┌─ Passage provided

Community Pharmacy and General Practice collaborative and integrated working: a realist review
- Principal Investigator: Sophie Park
- 1 February 2022 to 30 April 2023
- Project No: 567
- Funding round: FR2
Context and Rationale:
The NHS Long-Term Plan represents a major change in policy direction and expectations: shifting away from competition, towards ‘integration and collaboration’ in primary care (1,7,8). This includes promoting integrated and collaborative working between General Practice (GP) and Community Pharmacy (CP) (30,31,32). This re-positions CP from supporting GP (for example ‘Medicine Use Reviews’), towards joint-working (2,3).This has been welcomed by most and initial attempts have included expectations of integrated working in NICE quality standards (4), ‘flu vaccine principles (5) and plans for GP referrals to CP (6, 35). There is a strong focus in many policies on technology systems to support integrated working. There is currently, however, minimal understanding about how effective CP-GP integrated and collaborative working might be achieved in practice, and how to maximise its success. In this review, we plan to explore the often overlooked wider human, policy, regulatory and professional elements that we believe influence working relationships, arrangements and policy implementation, enabling integration and
collaboration. For example, communication between organisations; negotiation of working practices, professional identities, roles and responsibilities; accountability; decision-making processes, priorities and boundaries; and how financial incentives and competition shape strategies, behaviours and policy implementation.
PPI and Practitioner Co-Applicant Experience Examples:
● A Community Pharmacy needs to contact one of its patients’ GP practice to clarify a prescription (e.g. a query about non-warranted prescription of antimicrobials, a prescription wrongly addressed to family members with the same surname, or inaccurate dosages etc.). The only means of communication is the GP’s public telephone number used by patients to book appointments and anyone else who needs to contact the practice. This is one example of how two important community care providers - GP and CP - have each developed and implemented different and non-interoperable systems which de facto have often resulted in introducing workflow hindrances and barriers to smooth working relationships.
● A rural practice has a medication dispensing service. They are anxious about service and income competition from other local CPs, threatening the practice with closure. After the senior GP partner retires, the practice is taken over by a local organisation running several practices, with its own dispensing arrangements. This limits other local CPs income due to introduction of geographical rule limits to who can dispense medication for patients, dependent on their address. This limits patients’ choice and range of available services. Local CPs feel further threatened by a widespread letter campaign to local patients offering an on-line CP service.

└─
┌─ Entries shown

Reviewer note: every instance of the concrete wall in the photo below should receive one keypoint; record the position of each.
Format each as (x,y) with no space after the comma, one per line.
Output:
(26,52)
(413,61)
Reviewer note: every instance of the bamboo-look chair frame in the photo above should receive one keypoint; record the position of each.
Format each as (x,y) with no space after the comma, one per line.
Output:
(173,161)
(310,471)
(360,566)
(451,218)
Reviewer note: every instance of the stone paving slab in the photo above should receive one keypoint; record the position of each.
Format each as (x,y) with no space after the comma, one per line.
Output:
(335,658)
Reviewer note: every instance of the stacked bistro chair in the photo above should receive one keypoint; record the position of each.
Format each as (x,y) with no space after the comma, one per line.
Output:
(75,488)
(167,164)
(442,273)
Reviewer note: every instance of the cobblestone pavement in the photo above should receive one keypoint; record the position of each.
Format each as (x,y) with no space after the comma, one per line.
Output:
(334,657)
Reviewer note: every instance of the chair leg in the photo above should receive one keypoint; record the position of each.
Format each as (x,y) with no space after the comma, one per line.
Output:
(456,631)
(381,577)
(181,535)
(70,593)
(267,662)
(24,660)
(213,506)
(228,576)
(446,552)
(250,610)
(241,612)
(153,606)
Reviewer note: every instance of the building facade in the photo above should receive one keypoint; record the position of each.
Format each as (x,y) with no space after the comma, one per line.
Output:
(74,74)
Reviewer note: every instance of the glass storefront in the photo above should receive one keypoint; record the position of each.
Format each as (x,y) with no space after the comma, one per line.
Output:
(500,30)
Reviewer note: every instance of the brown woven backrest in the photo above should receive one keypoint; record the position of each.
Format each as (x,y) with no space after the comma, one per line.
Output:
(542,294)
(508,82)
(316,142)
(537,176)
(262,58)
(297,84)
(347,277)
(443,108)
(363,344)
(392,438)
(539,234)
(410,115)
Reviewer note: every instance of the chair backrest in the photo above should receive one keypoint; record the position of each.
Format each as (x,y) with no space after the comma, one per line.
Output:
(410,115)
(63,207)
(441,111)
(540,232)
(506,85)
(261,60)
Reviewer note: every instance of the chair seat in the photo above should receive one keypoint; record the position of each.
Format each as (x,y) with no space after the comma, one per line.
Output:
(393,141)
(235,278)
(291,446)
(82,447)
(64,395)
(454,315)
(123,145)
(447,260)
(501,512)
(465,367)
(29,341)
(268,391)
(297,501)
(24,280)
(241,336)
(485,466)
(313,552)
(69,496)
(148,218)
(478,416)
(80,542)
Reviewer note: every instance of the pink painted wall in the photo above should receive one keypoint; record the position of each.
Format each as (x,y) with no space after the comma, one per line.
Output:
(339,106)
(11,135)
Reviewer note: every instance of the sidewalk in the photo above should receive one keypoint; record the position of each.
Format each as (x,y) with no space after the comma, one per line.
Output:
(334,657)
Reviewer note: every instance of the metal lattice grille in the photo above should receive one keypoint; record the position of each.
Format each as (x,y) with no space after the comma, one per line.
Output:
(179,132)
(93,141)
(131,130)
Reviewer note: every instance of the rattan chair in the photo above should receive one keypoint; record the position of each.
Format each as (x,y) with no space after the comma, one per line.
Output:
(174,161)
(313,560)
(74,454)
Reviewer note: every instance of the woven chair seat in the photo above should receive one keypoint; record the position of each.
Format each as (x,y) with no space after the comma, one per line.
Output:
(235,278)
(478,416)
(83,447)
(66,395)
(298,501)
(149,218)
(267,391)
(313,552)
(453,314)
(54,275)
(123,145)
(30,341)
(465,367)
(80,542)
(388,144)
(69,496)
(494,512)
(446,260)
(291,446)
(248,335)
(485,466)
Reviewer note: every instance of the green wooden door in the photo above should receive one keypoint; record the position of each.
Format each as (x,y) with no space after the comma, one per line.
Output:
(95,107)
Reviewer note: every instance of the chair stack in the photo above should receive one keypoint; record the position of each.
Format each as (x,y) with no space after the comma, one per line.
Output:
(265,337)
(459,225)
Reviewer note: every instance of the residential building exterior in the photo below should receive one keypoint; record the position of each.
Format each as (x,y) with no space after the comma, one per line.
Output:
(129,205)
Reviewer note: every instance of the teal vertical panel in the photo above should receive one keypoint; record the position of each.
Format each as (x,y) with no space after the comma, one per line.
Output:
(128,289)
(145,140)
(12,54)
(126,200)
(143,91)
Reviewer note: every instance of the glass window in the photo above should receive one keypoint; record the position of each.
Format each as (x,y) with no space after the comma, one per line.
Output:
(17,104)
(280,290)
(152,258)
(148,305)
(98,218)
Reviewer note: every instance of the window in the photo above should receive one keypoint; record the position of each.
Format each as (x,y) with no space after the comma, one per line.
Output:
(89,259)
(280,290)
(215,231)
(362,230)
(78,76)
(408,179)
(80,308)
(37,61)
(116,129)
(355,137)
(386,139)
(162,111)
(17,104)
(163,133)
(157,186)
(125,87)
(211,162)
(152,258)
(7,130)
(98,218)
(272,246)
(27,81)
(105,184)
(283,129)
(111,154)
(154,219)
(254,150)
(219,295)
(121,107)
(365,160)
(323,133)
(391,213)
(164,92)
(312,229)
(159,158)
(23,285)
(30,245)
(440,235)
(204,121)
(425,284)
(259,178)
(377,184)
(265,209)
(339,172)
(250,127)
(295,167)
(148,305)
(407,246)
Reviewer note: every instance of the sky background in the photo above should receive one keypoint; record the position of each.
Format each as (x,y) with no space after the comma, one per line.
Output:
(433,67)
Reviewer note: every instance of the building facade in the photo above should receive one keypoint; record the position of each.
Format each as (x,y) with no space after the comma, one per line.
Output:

└─

▸ Problem A
Reproduce everything from "PPI and Practitioner" down to "smooth working relationships." in the review summary, substituting "main telephone line" for "public telephone number".
▸ Problem B
Answer these questions using the review summary:
(i) Who is named as Principal Investigator?
(ii) What is the project number?
(iii) Which plan is described as a major change in policy direction and expectations?

▸ Solution A
PPI and Practitioner Co-Applicant Experience Examples:
● A Community Pharmacy needs to contact one of its patients’ GP practice to clarify a prescription (e.g. a query about non-warranted prescription of antimicrobials, a prescription wrongly addressed to family members with the same surname, or inaccurate dosages etc.). The only means of communication is the GP’s main telephone line used by patients to book appointments and anyone else who needs to contact the practice. This is one example of how two important community care providers - GP and CP - have each developed and implemented different and non-interoperable systems which de facto have often resulted in introducing workflow hindrances and barriers to smooth working relationships.

▸ Solution B
(i) Sophie Park
(ii) 567
(iii) The NHS Long-Term Plan